**Exercise text:**
--- START ---
The Episcopal School of Baton Rouge is a private, college-preparatory, coeducational day school in Baton Rouge, Louisiana. Founded in 1965, it has approximately 900 students residing in East Baton Rouge Parish and surrounding areas, and has a student/teacher ratio of 10:1. The school serves students in grades PreK-3 through 12. Episcopal is located on a  campus located in the eastern section of the city of Baton Rouge.

Episcopal receives no funds from the Episcopal Diocese of Louisiana, solely relying on funds generated from tuition, fees, capital giving, and the Annual Fund, a yearly fundraising program in which all donations made are used for investment in school plans and facilities. The current administrative leadership includes division heads for the Lower School, Middle School, and Upper School.

History
Episcopal School of Baton Rouge was founded in 1964 originally as Episcopal High School with intentions of bringing an Episcopalian college preparatory school to Baton Rouge, Louisiana. Founding members of the school include G. Allen Penniman, Henry Klock, Dick H. Hearin, and A. C. Lewis. Originally on the site of St. James Episcopal Church of Baton Rouge and the old Baton Rouge Junior High School, Episcopal served approximately 300 students in grades 1–8. The first headmaster was Reverend Ralph Webster.

In 1968, students in grades 5-11 moved to the new campus located at 3200 Woodland Ridge Blvd. Students in grades 1-4 remained at the church until the new buildings were completed.  The first senior class of 13 matriculated in 1969.

The school's gymnasium was destroyed in 1971 by a tornado spawned from Hurricane Edith, and much of the rest of the campus was heavily damaged.

Most recently, Episcopal High School allotted space for pre-kindergarteners in 2005.

Athletics
Episcopal High athletics competes in the LHSAA.
--- END ---
**Data excerpts:**
--- START ---
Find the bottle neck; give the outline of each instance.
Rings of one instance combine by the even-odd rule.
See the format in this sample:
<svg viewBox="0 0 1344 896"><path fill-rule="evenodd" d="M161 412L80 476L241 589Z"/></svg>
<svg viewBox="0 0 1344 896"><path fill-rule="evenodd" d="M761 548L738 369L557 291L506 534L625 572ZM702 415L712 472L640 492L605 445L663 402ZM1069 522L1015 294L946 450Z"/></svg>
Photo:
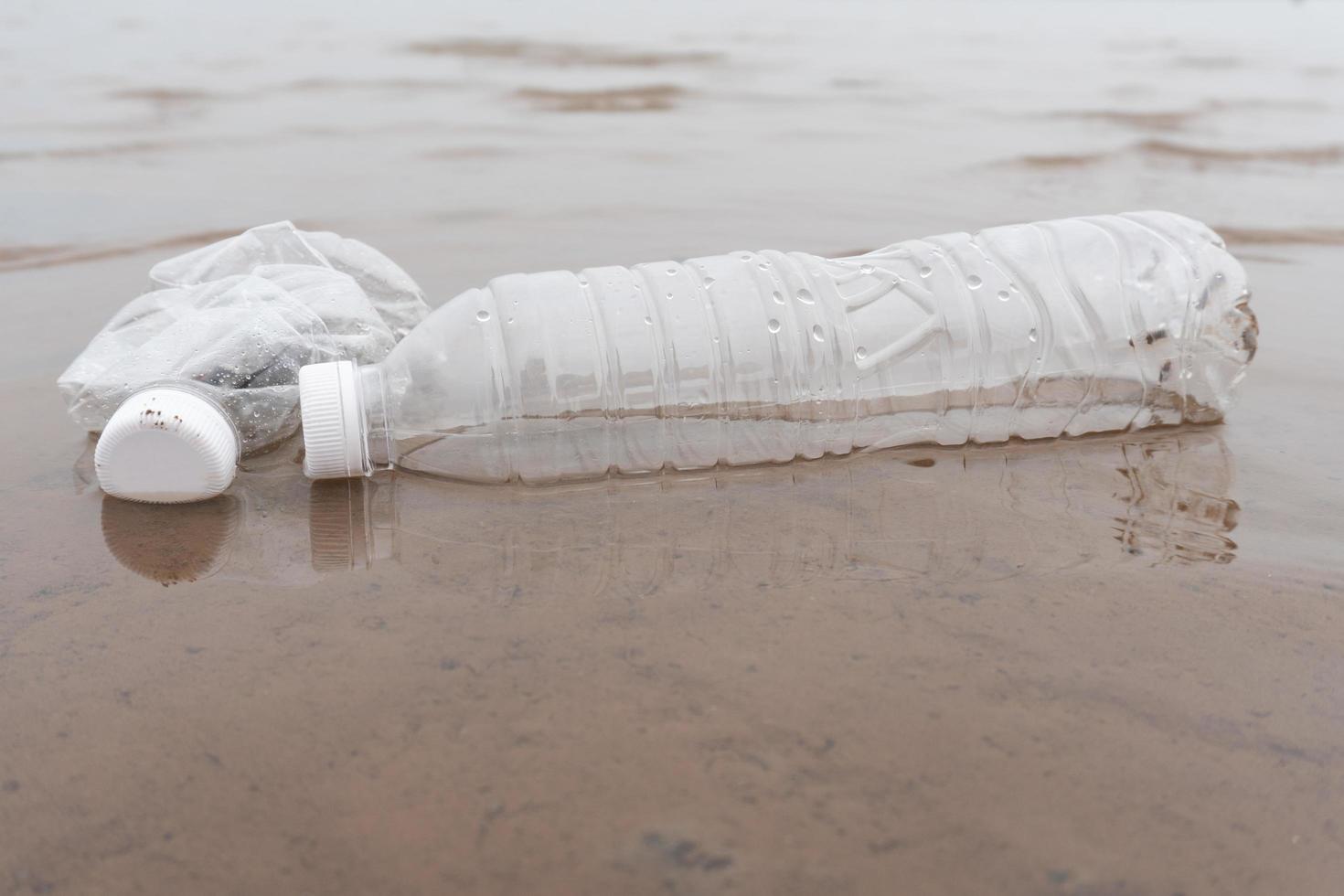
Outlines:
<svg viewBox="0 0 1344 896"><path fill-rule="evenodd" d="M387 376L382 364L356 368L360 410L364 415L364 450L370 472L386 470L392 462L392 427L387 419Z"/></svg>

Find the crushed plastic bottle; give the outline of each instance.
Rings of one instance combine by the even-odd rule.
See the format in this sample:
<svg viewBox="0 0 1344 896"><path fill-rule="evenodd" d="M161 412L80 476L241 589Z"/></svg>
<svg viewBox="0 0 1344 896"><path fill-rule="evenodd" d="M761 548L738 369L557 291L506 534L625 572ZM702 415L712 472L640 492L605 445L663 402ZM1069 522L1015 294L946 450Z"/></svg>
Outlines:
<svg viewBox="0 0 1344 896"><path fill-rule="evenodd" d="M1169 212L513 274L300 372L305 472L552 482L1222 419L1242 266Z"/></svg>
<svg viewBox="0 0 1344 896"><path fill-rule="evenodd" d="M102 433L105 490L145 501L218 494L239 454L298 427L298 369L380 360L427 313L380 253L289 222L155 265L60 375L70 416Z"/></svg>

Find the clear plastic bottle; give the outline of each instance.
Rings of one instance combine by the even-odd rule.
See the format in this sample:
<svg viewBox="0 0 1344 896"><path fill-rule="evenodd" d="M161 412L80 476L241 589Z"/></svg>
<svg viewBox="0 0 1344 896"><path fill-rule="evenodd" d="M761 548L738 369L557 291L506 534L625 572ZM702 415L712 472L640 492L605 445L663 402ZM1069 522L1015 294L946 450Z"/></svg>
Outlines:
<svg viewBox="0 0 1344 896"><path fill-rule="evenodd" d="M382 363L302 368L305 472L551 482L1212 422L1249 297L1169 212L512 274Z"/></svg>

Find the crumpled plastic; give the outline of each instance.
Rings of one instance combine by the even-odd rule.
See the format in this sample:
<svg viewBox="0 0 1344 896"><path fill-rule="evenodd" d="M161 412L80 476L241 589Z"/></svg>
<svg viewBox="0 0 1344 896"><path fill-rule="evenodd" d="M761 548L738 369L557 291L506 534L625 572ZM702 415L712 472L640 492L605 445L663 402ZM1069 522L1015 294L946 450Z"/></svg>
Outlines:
--- END ---
**Required tasks:**
1 > According to the text on the Episcopal School of Baton Rouge, what destroyed the school's gymnasium in 1971?
2 > Continue the text on the Episcopal School of Baton Rouge from its last sentence.

**Task-by-task answers:**
1 > A tornado spawned from Hurricane Edith destroyed it.

2 >
Episcopal fields teams in many sports, including softball, soccer, basketball, football, volleyball, baseball, powerlifting, wrestling, swimming, tennis, golf, track and field, and cross-country.

Championships
The boys' cross-country team won 25 state AA titles in a row from 1996 to 2020.

Notable alumni
Katherine Lindley Dodson, Class of 1995, a pediatrician who heroically sacrificed her life to save her employees in a hostage situation on January 26, 2021.

 Todd Graves, Class of 1990, founder of the Louisiana-based fast-food chain Raising Cane's Chicken Fingers.
 Kaylee Hartung, Class of 2003, Reporter for ABC News
 Van Hiles, Class of 1993, is a former NFL defensive back. He played collegiately for the University of Kentucky and in the NFL for the Chicago Bears.
 Meghan O'Leary, Class of 2003, Olympic rower

Jimmy Williams, Class of 1997, NFL cornerback who graduated from Vanderbilt University and played for the Houston Texans, Seattle Seahawks, and San Francisco 49ers.
 Will Wright, Class of 1977, co-founder of the American game development company Maxis and creator of The Sims.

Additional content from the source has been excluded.